**Source data:**

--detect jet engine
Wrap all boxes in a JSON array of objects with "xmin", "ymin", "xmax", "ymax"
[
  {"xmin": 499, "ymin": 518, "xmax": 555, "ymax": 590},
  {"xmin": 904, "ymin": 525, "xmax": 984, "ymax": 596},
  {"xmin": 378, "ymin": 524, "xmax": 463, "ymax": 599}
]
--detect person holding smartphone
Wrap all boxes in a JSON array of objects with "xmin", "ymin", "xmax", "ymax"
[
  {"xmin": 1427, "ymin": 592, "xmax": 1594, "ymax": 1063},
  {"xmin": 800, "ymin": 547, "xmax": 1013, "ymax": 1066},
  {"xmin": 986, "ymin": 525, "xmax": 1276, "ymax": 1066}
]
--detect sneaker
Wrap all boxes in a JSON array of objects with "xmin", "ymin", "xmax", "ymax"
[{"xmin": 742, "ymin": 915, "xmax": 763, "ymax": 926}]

---

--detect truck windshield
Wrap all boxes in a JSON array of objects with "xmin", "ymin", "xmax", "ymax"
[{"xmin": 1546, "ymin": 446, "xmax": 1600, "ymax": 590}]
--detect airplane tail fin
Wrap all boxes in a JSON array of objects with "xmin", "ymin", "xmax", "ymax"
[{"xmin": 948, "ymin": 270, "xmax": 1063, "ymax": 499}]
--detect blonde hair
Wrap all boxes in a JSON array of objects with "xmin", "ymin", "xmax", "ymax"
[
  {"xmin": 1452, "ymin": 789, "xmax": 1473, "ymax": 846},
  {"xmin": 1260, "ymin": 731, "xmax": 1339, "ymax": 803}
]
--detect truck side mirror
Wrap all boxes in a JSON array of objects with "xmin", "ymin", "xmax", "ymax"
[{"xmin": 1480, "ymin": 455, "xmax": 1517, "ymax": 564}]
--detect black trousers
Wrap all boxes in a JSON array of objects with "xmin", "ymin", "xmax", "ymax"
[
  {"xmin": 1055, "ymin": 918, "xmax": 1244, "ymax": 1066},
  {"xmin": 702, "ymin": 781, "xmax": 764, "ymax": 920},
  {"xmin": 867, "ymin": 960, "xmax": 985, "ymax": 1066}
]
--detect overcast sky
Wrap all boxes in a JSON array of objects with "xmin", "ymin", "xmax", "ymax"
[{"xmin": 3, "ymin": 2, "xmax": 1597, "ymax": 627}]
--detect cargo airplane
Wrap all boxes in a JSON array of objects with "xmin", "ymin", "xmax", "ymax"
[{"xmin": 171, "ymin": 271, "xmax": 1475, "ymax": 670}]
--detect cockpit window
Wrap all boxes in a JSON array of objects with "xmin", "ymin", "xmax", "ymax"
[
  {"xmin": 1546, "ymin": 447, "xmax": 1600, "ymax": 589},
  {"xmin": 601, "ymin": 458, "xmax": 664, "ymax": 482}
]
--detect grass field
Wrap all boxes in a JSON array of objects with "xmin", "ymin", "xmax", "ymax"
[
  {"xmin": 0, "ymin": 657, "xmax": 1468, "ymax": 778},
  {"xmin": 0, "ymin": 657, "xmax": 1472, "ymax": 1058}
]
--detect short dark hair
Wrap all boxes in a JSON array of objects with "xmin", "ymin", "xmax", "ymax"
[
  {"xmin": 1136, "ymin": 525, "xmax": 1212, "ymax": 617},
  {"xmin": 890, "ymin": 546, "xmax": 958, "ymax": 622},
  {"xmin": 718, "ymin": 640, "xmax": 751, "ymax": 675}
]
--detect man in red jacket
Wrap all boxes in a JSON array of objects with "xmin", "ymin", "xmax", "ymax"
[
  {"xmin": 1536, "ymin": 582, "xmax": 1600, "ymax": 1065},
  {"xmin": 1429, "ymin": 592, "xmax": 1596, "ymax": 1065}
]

**What to do:**
Out of the data above, give again only the lines starting at the one holding "--detect jet engine" and ending at the one holding "--detect person holding smartphone", unchanged.

**Your response:**
--detect jet engine
Wrap all boxes in a JSON array of objects with "xmin", "ymin", "xmax", "ymax"
[
  {"xmin": 499, "ymin": 518, "xmax": 555, "ymax": 590},
  {"xmin": 904, "ymin": 525, "xmax": 984, "ymax": 596},
  {"xmin": 378, "ymin": 524, "xmax": 463, "ymax": 599}
]
--detect person holding smartphone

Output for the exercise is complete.